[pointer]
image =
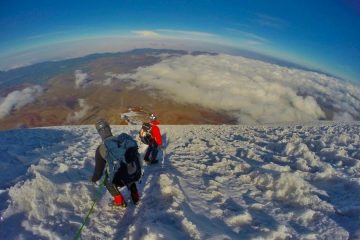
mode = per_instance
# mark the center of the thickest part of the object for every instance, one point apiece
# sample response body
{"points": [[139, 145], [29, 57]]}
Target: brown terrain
{"points": [[60, 99]]}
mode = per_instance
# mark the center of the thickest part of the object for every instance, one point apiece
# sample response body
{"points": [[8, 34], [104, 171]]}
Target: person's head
{"points": [[103, 128], [153, 117]]}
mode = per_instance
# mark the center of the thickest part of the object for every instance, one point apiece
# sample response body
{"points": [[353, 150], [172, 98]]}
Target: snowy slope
{"points": [[214, 182]]}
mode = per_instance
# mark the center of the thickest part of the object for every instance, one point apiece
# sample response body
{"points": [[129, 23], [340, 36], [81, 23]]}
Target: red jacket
{"points": [[155, 132]]}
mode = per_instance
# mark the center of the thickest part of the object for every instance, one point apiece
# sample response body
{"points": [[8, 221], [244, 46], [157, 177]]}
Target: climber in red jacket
{"points": [[155, 141]]}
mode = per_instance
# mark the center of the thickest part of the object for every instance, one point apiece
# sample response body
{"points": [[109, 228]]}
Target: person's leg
{"points": [[118, 197], [154, 152], [114, 191], [147, 153], [135, 196]]}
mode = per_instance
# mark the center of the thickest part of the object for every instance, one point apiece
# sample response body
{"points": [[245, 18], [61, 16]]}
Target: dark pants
{"points": [[151, 152], [117, 182]]}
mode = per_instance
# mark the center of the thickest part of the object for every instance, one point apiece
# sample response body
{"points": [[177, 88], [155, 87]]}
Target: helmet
{"points": [[103, 128], [153, 116]]}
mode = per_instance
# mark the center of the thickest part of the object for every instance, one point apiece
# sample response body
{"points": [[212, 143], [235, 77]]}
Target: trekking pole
{"points": [[87, 217]]}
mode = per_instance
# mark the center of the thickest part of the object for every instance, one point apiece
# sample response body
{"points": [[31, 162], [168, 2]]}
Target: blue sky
{"points": [[321, 34]]}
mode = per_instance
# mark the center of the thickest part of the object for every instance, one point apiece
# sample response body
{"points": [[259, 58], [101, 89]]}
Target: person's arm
{"points": [[99, 166]]}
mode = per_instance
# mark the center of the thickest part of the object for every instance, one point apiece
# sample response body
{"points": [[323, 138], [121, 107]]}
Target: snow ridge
{"points": [[216, 182]]}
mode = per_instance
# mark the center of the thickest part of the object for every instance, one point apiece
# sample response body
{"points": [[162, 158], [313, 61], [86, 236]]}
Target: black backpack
{"points": [[145, 133], [123, 158]]}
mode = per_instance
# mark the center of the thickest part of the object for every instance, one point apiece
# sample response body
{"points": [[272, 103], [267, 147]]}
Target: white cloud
{"points": [[251, 90], [146, 33], [81, 79], [185, 33], [75, 116], [269, 21], [17, 99]]}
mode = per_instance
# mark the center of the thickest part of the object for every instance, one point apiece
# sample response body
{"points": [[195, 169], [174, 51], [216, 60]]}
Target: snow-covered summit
{"points": [[213, 182]]}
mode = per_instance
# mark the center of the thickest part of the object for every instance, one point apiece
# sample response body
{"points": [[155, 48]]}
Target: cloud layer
{"points": [[75, 116], [251, 90], [17, 99], [81, 79]]}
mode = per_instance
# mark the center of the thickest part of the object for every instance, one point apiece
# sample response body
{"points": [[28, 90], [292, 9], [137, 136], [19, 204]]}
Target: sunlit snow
{"points": [[295, 181]]}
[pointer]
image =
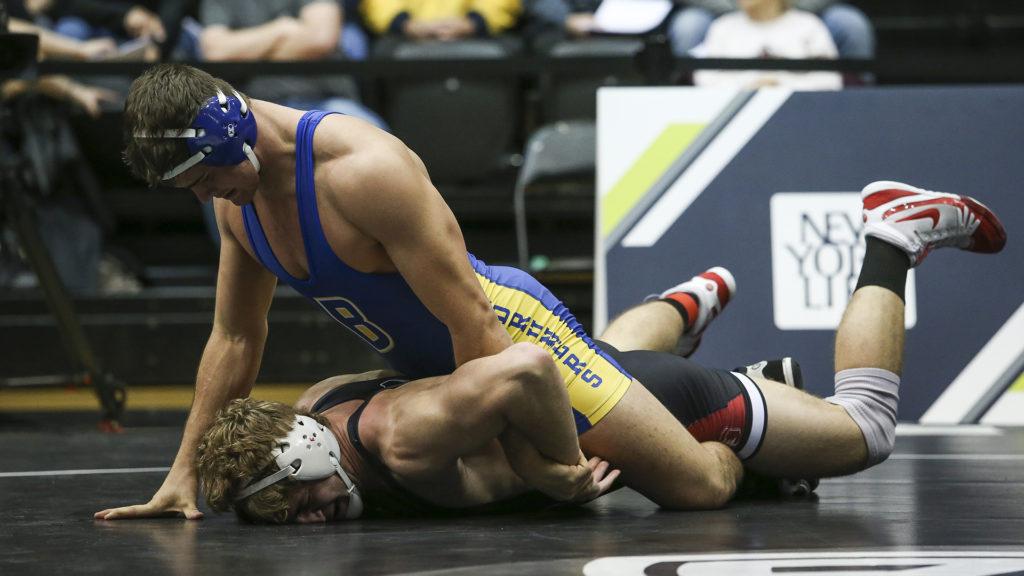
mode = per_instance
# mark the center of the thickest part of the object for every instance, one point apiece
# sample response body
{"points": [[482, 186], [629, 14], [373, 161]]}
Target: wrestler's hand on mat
{"points": [[175, 498]]}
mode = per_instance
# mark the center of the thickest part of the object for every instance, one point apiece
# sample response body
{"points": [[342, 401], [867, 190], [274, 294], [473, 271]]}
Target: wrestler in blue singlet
{"points": [[383, 311]]}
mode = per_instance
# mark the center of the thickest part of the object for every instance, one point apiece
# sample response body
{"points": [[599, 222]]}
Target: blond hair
{"points": [[237, 450], [166, 96]]}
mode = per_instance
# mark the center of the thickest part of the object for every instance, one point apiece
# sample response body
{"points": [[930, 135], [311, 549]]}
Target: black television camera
{"points": [[17, 62]]}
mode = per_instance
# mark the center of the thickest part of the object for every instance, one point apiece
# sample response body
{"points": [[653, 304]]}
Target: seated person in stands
{"points": [[849, 28], [768, 29], [56, 46], [561, 18], [440, 19], [86, 19], [284, 31]]}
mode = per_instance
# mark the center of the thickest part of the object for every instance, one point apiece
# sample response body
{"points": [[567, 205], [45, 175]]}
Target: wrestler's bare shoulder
{"points": [[354, 157]]}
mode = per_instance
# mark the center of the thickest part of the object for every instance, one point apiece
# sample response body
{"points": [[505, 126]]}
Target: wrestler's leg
{"points": [[855, 428], [654, 326], [658, 458]]}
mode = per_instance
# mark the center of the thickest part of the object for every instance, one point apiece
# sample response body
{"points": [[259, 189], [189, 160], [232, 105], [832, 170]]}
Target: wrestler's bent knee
{"points": [[870, 397]]}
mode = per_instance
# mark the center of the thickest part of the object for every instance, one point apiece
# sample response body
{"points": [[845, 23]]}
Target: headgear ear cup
{"points": [[222, 134], [309, 452]]}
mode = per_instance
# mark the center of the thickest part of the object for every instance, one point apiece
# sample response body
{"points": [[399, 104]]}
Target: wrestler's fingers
{"points": [[147, 510], [608, 481]]}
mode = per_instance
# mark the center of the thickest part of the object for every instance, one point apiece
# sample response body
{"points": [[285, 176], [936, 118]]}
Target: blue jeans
{"points": [[849, 28]]}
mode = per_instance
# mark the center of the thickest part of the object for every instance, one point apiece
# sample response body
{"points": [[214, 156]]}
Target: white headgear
{"points": [[309, 452]]}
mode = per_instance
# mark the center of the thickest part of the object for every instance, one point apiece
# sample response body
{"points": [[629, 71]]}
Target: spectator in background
{"points": [[283, 30], [440, 19], [850, 30], [70, 214], [768, 29], [137, 29], [549, 22]]}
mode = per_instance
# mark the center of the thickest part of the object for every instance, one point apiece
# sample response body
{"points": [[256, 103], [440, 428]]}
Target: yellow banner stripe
{"points": [[645, 171], [141, 398]]}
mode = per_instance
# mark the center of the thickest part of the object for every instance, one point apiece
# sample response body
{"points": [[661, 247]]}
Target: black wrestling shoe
{"points": [[785, 371]]}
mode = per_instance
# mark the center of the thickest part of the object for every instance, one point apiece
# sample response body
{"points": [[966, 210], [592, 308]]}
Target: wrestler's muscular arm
{"points": [[384, 192], [227, 370], [439, 439]]}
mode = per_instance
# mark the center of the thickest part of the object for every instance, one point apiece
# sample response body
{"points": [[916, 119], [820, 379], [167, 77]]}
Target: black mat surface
{"points": [[937, 493]]}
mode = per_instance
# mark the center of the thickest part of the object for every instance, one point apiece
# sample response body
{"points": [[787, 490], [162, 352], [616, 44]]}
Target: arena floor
{"points": [[944, 503]]}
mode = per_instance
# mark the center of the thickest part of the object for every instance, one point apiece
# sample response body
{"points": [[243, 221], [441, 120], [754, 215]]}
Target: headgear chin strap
{"points": [[222, 134], [309, 452]]}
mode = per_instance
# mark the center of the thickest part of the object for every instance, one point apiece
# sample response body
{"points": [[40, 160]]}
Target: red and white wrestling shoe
{"points": [[704, 296], [920, 220]]}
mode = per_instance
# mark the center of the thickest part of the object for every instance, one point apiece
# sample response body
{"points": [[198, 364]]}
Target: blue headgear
{"points": [[222, 134]]}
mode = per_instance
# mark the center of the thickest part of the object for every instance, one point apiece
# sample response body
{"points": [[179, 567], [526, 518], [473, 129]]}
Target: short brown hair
{"points": [[166, 96], [237, 450]]}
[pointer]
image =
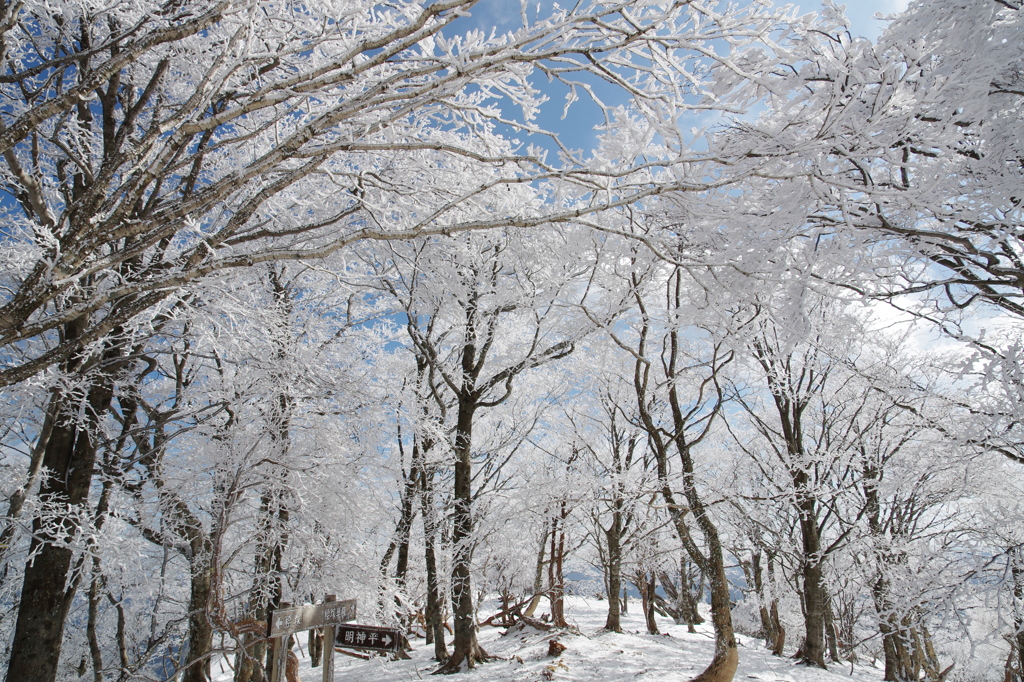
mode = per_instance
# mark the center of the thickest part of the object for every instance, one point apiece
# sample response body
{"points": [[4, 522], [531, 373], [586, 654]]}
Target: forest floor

════════════════

* _EXERCISE_
Locate "Target: short brown hair" in the listing above, then print exactly the lines from that line through the final one, omitting all pictures.

* _RESPONSE AREA_
Target: short brown hair
{"points": [[166, 96], [237, 450]]}
[pointer]
image =
mode = per_instance
# mark the center of the thickest part of the object for every instance, one point apiece
# sample response body
{"points": [[4, 522], [531, 373], [586, 654]]}
Target: forest floor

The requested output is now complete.